Every line from the one with "Every instance of the curb" through the final line of the entries below should be returned exactly; leave out all other lines.

[Stored data entries]

........

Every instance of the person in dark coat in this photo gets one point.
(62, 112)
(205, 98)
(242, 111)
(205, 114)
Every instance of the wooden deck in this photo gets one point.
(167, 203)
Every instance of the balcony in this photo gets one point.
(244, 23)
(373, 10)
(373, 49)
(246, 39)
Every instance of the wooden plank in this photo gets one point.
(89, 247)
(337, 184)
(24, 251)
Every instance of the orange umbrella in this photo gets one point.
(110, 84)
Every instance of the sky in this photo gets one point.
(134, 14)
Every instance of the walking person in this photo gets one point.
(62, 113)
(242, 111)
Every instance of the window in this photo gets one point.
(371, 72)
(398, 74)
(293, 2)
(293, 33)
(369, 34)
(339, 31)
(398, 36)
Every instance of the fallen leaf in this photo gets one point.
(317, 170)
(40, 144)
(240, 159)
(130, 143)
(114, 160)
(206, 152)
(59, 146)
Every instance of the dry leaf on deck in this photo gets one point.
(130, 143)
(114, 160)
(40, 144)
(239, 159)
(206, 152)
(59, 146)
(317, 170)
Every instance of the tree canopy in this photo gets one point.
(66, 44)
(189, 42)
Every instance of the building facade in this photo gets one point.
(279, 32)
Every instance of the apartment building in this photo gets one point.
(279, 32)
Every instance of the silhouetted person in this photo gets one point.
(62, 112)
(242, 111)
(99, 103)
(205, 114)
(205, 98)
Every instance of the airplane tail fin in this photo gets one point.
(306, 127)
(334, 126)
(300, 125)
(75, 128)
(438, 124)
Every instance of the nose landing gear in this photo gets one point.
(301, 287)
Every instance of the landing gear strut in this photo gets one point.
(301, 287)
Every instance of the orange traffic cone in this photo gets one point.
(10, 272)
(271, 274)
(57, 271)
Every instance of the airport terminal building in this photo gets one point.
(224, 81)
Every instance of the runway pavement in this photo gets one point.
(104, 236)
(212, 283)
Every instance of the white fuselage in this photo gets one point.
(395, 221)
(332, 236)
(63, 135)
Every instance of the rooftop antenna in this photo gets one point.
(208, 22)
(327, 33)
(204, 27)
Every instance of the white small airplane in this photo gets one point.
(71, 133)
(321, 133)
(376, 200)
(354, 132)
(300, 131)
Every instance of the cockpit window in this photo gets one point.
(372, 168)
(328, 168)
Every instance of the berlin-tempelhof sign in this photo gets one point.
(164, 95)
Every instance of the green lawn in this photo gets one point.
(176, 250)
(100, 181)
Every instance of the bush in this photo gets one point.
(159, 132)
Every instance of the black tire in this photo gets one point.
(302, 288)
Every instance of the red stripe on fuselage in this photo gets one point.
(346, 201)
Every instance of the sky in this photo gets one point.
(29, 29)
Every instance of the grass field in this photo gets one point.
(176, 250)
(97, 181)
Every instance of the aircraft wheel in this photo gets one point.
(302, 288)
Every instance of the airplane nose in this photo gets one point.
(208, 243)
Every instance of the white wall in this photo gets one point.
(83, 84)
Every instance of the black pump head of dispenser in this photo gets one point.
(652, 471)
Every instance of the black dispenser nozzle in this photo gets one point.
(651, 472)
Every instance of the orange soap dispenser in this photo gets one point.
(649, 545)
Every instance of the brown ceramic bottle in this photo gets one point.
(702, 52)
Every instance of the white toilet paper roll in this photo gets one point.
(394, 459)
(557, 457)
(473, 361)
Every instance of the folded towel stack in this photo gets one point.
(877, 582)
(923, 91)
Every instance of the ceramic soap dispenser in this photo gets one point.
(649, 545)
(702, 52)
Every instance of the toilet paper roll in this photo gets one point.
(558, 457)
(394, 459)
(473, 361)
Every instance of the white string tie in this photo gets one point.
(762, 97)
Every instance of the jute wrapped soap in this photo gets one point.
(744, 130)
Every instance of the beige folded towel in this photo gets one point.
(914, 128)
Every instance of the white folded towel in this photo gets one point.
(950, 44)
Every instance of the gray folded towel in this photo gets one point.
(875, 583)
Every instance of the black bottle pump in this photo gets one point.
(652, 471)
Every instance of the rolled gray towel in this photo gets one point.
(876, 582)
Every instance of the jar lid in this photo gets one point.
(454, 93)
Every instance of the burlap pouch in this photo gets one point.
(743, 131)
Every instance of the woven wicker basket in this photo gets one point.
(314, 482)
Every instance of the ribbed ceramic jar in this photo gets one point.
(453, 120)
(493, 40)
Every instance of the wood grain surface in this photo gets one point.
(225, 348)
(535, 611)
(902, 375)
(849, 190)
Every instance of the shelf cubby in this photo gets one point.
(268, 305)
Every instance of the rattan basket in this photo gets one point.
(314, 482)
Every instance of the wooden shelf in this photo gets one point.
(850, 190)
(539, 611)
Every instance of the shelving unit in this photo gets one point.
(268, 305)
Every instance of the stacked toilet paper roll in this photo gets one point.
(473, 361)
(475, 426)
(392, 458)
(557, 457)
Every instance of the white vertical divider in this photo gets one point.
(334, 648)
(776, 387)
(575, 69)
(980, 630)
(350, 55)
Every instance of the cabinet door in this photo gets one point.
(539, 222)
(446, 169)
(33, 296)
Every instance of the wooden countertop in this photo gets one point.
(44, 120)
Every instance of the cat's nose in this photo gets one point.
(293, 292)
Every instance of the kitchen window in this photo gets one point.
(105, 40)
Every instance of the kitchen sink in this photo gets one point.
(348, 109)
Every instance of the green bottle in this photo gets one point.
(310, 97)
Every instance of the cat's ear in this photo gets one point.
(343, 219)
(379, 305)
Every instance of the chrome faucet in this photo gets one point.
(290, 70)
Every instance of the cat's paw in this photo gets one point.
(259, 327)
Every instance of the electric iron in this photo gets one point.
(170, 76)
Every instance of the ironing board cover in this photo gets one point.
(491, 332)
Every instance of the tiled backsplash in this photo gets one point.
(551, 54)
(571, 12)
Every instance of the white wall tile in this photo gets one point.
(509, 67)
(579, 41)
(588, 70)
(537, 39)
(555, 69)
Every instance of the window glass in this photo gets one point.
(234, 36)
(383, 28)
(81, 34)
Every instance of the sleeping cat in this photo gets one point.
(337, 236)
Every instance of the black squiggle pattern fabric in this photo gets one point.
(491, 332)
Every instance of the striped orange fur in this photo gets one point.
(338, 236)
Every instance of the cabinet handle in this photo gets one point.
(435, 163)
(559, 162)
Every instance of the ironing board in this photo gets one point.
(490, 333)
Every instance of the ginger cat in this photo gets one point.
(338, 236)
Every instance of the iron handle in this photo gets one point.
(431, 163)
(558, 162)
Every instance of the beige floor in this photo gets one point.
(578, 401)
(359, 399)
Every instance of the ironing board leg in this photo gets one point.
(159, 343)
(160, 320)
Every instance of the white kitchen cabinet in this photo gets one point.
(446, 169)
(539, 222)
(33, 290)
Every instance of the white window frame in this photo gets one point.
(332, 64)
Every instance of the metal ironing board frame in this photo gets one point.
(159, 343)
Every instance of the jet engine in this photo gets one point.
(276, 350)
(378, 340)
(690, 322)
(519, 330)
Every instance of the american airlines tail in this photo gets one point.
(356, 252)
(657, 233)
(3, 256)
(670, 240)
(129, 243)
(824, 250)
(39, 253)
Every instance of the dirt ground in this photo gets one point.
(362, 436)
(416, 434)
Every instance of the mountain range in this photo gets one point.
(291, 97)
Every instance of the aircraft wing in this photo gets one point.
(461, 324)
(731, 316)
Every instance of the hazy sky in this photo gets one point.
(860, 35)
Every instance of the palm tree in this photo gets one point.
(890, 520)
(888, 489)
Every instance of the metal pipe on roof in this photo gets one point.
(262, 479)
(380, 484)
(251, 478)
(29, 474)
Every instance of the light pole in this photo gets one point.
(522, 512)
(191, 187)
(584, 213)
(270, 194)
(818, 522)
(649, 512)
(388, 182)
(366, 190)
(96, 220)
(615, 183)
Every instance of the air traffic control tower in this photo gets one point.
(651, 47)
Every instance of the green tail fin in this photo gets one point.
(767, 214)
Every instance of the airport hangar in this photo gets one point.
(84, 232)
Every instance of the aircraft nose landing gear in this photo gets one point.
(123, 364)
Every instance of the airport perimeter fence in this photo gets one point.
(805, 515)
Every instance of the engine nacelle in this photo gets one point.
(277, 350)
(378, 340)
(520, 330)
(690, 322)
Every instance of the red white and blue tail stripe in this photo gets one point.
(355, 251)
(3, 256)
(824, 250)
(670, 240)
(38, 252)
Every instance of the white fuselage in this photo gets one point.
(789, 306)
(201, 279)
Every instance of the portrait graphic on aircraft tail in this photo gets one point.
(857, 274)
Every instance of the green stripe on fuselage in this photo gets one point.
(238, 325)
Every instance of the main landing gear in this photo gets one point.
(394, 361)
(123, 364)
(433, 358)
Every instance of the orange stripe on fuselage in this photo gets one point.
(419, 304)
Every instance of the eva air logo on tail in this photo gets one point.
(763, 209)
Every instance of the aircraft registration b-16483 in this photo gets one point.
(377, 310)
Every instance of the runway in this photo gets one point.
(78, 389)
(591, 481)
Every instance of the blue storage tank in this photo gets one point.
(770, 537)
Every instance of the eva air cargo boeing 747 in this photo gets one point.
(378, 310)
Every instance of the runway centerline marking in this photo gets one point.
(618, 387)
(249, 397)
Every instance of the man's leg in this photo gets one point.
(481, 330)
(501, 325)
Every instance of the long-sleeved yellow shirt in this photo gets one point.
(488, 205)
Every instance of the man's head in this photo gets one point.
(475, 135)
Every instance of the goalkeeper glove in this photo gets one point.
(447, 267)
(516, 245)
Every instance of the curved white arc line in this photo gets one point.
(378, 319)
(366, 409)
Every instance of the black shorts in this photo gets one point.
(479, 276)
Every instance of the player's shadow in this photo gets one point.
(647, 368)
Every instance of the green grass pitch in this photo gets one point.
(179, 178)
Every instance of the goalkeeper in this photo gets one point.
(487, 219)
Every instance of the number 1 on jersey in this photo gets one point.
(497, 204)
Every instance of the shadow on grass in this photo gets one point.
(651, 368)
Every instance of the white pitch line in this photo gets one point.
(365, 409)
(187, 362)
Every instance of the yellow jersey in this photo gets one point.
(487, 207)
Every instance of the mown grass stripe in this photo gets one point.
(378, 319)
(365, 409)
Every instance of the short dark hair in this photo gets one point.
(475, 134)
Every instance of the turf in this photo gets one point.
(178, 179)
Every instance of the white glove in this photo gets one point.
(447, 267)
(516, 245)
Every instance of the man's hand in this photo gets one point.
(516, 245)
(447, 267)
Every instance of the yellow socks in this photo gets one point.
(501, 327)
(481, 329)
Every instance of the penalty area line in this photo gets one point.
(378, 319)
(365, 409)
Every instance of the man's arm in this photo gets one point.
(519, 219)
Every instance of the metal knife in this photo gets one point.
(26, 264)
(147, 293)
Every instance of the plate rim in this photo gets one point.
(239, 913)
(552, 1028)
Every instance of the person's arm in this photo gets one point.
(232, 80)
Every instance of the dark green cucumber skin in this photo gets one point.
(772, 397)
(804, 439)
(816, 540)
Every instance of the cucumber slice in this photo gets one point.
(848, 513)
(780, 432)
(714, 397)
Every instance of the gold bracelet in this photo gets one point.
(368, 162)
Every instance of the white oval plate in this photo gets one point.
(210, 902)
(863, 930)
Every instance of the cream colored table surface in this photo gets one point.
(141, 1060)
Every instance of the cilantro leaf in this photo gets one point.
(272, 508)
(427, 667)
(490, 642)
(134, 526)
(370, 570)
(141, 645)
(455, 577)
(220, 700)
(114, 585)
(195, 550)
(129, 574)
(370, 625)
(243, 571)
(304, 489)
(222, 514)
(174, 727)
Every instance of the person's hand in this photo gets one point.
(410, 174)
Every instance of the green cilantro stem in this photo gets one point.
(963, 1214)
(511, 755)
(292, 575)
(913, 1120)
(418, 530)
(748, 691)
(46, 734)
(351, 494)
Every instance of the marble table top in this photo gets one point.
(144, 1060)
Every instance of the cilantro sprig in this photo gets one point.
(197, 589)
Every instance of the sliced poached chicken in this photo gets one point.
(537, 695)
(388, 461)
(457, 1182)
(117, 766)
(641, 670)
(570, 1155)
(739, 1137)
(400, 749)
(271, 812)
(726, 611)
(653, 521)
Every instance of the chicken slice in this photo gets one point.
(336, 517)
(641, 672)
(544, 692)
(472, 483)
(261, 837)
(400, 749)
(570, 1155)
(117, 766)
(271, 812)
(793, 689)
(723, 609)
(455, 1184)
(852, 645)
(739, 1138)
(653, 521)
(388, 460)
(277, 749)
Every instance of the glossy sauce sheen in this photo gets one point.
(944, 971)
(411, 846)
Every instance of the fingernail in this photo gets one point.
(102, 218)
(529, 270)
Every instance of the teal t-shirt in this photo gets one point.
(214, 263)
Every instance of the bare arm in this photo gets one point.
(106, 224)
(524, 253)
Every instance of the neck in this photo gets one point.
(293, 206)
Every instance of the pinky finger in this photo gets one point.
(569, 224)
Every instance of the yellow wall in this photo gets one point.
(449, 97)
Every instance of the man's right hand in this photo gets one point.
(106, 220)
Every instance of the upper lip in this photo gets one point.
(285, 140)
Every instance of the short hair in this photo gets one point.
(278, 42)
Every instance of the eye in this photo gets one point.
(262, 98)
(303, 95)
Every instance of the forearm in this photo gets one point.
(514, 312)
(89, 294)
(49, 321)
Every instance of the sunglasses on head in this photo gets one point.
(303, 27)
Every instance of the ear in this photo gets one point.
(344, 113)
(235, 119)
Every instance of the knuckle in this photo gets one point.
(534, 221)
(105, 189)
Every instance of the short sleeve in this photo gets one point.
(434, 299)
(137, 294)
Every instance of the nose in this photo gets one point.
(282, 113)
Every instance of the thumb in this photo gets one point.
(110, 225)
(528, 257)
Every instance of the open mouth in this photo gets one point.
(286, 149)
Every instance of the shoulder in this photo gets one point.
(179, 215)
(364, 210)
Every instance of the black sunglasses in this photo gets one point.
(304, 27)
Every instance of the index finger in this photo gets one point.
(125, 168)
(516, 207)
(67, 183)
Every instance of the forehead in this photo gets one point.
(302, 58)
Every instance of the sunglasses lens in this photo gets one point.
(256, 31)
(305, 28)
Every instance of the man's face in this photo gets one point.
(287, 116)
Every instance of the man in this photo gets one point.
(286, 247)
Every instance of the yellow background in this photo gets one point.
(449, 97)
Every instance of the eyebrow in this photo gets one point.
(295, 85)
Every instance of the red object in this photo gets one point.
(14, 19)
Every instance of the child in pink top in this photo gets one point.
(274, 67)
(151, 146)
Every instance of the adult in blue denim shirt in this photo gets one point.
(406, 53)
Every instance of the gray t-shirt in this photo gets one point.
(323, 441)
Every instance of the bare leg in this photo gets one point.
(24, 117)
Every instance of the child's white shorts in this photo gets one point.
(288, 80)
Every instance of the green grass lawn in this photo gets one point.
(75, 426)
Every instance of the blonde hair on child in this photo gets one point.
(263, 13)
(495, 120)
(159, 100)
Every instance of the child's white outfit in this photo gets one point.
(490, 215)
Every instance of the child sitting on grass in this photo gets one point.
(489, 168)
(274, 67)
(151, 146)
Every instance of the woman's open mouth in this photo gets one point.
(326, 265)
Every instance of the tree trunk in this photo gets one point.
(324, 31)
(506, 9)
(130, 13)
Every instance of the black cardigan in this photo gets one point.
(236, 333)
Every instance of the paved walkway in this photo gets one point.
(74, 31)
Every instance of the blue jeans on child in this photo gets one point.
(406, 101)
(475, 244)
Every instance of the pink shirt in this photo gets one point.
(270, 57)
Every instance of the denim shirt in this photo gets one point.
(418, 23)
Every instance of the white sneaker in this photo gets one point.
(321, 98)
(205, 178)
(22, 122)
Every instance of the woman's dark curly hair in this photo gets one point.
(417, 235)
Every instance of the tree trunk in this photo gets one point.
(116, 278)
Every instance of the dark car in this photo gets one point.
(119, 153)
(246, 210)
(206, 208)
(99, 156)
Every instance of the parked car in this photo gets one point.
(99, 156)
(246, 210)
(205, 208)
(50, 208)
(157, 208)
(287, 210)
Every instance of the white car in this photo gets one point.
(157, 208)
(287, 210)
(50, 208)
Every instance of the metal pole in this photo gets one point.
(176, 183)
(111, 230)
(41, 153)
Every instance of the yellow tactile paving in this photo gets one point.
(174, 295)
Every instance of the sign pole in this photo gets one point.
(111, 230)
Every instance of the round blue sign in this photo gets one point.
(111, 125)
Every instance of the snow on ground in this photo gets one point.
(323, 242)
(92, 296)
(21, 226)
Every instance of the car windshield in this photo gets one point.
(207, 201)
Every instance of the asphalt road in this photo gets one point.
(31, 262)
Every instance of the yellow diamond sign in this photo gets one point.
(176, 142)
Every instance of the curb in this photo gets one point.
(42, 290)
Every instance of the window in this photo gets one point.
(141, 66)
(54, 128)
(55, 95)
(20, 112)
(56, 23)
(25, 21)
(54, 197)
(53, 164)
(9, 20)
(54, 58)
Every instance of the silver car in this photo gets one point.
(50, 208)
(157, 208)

........

TASK ANSWER
Every instance of the curb in this photo gets one point.
(42, 290)
Every instance of the window in this photo gets one point.
(141, 66)
(54, 128)
(55, 95)
(20, 112)
(56, 23)
(25, 21)
(54, 197)
(53, 164)
(9, 20)
(54, 58)
Every instance of the silver car in this photo gets one point.
(50, 208)
(157, 208)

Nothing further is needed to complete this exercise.